● Supplied data:
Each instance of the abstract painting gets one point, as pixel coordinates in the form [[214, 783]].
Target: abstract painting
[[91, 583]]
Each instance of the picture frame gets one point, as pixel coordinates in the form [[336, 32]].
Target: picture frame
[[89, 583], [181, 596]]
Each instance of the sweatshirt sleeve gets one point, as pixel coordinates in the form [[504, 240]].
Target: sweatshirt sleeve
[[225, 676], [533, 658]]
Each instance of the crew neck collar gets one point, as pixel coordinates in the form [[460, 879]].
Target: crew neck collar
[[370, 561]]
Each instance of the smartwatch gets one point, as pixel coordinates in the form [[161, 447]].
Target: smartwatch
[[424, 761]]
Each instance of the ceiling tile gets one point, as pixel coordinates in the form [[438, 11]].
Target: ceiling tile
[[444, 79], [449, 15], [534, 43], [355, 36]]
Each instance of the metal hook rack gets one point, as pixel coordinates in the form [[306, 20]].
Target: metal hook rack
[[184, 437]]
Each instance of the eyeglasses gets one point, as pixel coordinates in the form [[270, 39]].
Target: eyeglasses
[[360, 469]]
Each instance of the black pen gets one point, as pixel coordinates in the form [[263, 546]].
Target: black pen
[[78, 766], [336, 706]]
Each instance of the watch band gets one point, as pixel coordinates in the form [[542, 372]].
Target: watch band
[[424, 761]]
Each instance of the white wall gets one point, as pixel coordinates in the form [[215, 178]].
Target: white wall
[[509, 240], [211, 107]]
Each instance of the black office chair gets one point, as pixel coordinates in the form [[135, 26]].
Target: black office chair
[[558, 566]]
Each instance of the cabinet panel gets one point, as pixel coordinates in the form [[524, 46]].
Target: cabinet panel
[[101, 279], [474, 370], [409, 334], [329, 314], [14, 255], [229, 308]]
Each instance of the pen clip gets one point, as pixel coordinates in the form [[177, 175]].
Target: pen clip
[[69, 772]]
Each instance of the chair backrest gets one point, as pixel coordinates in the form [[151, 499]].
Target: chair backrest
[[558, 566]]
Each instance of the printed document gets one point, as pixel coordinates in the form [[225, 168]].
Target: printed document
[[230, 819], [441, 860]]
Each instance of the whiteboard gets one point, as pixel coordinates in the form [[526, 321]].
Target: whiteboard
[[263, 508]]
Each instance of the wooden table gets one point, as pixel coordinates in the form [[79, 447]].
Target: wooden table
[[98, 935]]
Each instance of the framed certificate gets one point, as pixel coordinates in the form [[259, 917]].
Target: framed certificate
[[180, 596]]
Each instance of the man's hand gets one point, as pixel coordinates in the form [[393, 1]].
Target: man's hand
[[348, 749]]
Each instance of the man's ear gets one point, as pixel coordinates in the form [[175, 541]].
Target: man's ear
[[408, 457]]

● Task statement:
Put the data from its first line through the line containing "[[370, 561]]", both included, into a JSON list of strings with one string per line and no blank lines.

● Expected answer:
[
  "Each instance of the abstract painting gets one point, as pixel coordinates in the form [[214, 783]].",
  "Target: abstract painting",
  "[[91, 583]]",
  "Each instance of the picture frame gets one point, as pixel coordinates in the form [[336, 32]].",
  "Target: picture frame",
  "[[89, 583], [181, 596]]",
  "Each instance of the sweatshirt sleeve gets one point, as pixel coordinates in the form [[504, 240]].",
  "Target: sweatshirt sleeve",
  "[[225, 676], [533, 658]]",
  "Each instance of the crew neck collar gets one point, as pixel coordinates in the form [[460, 879]].",
  "Target: crew neck collar",
  "[[370, 561]]"
]